Saved records –
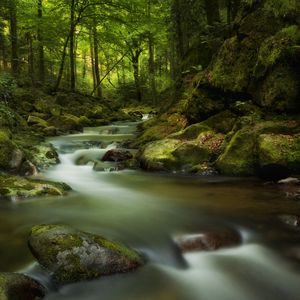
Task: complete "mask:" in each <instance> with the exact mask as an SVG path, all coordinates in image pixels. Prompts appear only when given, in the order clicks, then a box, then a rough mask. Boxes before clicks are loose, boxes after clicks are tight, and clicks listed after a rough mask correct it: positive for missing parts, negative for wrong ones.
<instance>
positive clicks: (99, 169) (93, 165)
mask: <svg viewBox="0 0 300 300" xmlns="http://www.w3.org/2000/svg"><path fill="white" fill-rule="evenodd" d="M93 170H94V171H96V172H113V171H117V170H120V168H119V165H118V164H117V163H115V162H110V161H96V162H95V163H94V165H93Z"/></svg>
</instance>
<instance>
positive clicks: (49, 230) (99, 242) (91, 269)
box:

WORK REQUIRED – Put the data above into a numbered list, one line per item, skipping blank lines and leaving out the pictures.

SOLUTION BELOW –
1. Task: complete "mask:" in each <instance> with the exact mask as an SVG path, all coordinates in image pixels. Prompts appear only when given, in the order clicks, then a box, then a rough mask. Boxes before clicks are loose, boxes after clicks are tight, and clicks listed after a rough mask correct it: positive for missing parts, negative for wrong ones.
2. <instance>
3. positive clicks: (99, 169) (93, 165)
4. mask: <svg viewBox="0 0 300 300" xmlns="http://www.w3.org/2000/svg"><path fill="white" fill-rule="evenodd" d="M93 170H94V171H96V172H113V171H117V170H120V168H119V165H118V164H117V163H115V162H110V161H96V162H95V163H94V165H93Z"/></svg>
5. </instance>
6. <instance>
7. positive clicks: (49, 230) (99, 242) (91, 269)
8. box:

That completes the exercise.